Data for analysis:
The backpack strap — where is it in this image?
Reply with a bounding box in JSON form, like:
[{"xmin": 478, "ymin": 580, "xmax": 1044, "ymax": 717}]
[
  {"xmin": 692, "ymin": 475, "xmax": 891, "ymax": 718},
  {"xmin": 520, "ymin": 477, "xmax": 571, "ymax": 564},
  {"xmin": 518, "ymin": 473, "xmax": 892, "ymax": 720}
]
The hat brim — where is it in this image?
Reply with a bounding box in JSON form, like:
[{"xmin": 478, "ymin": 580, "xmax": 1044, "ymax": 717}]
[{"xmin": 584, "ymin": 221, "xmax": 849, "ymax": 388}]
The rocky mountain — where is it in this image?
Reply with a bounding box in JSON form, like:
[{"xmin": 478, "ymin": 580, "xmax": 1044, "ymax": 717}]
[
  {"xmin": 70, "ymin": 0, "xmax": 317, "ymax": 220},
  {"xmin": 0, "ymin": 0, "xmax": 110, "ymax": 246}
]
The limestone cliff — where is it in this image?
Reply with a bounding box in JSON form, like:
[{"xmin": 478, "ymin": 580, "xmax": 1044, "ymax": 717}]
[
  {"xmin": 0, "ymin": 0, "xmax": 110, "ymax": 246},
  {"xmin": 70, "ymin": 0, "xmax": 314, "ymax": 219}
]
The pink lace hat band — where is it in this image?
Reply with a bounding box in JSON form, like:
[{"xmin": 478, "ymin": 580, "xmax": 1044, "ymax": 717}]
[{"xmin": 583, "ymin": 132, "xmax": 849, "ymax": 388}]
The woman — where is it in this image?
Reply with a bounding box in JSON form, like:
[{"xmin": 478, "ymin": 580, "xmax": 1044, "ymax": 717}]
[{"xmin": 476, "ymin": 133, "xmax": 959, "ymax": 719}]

Task statement: Each line above, from the one that contains "The woman — where is it in this image?" to the last line of the records, should be repeated exactly. Leave out all others.

Task output:
The woman — where is it in this image?
Reply with a bounding box in JSON form, like:
[{"xmin": 478, "ymin": 580, "xmax": 1044, "ymax": 717}]
[{"xmin": 476, "ymin": 133, "xmax": 959, "ymax": 719}]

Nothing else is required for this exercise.